Laurent cite le livre « L’usine de la peur » qui à son sens décrit parfaitement ce qu’il se passe dans son usine actuellement. Et de renchérir « Le problème à Caen, c’est que les gens ont peur des représailles de la direction. Quand on a fait les débrayages pour la Loi travail, les gens venaient. Mais il y a une hiérarchie qui a menacé des ouvriers.

« 60% des ouvriers sont atteints de troubles musculo-squelettiques »

Dans l’usine, 60% des ouvriers sont atteints de troubles musculo-squelettiques générés par les gestes répétitifs. Les gens sont usés physiquement, mais ils sont aussi usés moralement. Parce qu’il faut être des moutons et puis se taire. Je connais des syndiqués CFDT qui ont quitté l’entreprise. Ils se sont tous fait un reclassement professionnel parce qu’ils en avaient ras-le-bol. Moi-même j’ai eu une maladie professionnelle au niveau des canaux carpiens, suite aux mouvements répétitifs. Je me suis fait opérer aux deux mains.

On avait un médecin du travail qui était à 200% pour les ouvriers, et qui m’avait bien épaulé. Il essayait de créer des postes adaptés pour la mobilité réduite, pour des gens qui ont des problèmes, des restrictions médicales souvent dues à leur travail. Eh bien il a quitté le groupe PSA aujourd’hui. Il y avait certainement discordance entre lui et la direction, qui voulait qu’il aille dans le sens de PSA et non dans le sens médical.

« Il va falloir qu’on fasse comprendre à la direction que stop, on n’est pas des vaches à lait »

[Consignes de l'exercice]
• A. Relevez, dans le témoignage sur l'usine de Caen, tous les noms propres désignant une personne, une ville, une organisation ou une loi.
• B. Poursuivez le témoignage sur l'usine de Caen à la suite de sa dernière phrase.
Le matériel ci-après est tiré d'une autre source.

[Matériel fourni]

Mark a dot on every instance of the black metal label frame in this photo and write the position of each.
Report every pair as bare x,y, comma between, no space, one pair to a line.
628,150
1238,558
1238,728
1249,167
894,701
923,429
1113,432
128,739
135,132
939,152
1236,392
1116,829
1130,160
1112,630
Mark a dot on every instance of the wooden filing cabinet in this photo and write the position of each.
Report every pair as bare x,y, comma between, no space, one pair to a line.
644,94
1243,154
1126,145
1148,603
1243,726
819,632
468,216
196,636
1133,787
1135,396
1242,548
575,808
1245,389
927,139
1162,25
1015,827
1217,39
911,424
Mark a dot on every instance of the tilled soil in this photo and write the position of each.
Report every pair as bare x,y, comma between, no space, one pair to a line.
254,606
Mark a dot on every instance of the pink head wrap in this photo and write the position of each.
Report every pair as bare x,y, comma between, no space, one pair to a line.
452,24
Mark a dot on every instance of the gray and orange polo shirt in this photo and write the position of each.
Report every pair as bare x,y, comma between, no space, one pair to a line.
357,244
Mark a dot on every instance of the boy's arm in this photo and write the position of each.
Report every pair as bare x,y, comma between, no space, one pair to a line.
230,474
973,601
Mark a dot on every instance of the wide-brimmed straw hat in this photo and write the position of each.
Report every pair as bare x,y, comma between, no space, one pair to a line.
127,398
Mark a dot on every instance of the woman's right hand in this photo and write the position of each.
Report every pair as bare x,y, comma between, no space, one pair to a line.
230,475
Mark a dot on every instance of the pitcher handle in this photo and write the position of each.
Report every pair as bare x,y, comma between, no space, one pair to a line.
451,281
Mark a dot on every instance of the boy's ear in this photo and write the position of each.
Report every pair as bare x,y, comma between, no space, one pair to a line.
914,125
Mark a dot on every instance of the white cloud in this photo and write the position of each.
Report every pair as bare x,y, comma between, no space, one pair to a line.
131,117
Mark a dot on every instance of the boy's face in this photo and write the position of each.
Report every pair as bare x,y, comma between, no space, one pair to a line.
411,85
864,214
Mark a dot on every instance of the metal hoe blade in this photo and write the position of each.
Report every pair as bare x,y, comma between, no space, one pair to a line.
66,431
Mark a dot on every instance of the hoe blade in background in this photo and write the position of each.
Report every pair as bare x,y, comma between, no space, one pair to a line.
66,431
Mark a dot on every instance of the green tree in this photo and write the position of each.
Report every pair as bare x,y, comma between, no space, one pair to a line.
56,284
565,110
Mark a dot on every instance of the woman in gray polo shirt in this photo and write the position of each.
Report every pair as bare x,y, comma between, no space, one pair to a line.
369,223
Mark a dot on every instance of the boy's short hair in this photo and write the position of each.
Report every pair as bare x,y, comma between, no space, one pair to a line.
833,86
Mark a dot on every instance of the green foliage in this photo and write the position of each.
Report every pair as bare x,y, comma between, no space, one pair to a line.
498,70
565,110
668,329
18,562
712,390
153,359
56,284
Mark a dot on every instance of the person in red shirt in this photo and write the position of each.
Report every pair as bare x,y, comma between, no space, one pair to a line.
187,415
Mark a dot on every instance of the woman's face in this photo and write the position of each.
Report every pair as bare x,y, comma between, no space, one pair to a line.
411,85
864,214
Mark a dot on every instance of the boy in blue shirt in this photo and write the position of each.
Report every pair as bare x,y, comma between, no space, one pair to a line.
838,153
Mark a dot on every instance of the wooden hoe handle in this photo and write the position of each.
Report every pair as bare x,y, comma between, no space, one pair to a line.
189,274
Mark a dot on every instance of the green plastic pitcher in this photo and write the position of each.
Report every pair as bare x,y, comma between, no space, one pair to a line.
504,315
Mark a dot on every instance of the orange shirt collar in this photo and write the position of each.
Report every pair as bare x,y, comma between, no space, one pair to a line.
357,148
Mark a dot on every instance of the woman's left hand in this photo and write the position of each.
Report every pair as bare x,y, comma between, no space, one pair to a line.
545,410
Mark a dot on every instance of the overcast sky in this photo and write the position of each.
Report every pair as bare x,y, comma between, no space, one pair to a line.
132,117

[Réponses aux consignes]
• A. Laurent, Caen, Loi travail, CFDT, PSA

• B.
Pour Laurent, cette annonce s’inscrit clairement dans la politique globale de PSA de réduction des effectifs, qui ne date pas d’hier : « Pendant les vacances du mois d’août, toute la ligne de montage d’une unité d’usinage de disques a été déménagée, et tous les employés, une cinquantaine de postes, ont été dispatchés à droite à gauche dans l’usine ». La CGT avait alors appelé à un débrayage, sur la base du fait que le site était productif, mais cela n’a pas suffit : « moi pendant l’été je ne suis pas parti, raconte Laurent. J’ai vu les grues sortir les machines de l’usine. Aujourd’hui, le bâtiment est vide ». Ce bâtiment historique, où l’on fabriquait les 2Cv à l’époque, devrait avec la prochaine restructuration du site accueillir la maintenance et l’administration.

« Le pire, c’est que ça nous touche nous, PSA, actuellement, mais il y a d’autres sociétés, d’autres groupes, pas que dans l’automobile ou la métallurgie, comme à Air France, je sais qu’ils vont supprimer de l’emploi, qui vont sous-traiter ». Mais Laurent est confiant dans le fait que « ça va bouger dès la semaine prochaine au niveau de la CGT. Les collègues sur l’atelier, ils en ont conscience de tout ça. A un moment donné il va falloir qu’on se bouge sur le site. Tout le groupe, il va falloir qu’on fasse comprendre à la direction que stop, on n’est pas des vaches à lait. Ils veulent faire des profits, mais des profits sur qui ? Sur nous ! C’est ça le problème, c’est la santé des gens qui est en jeu ».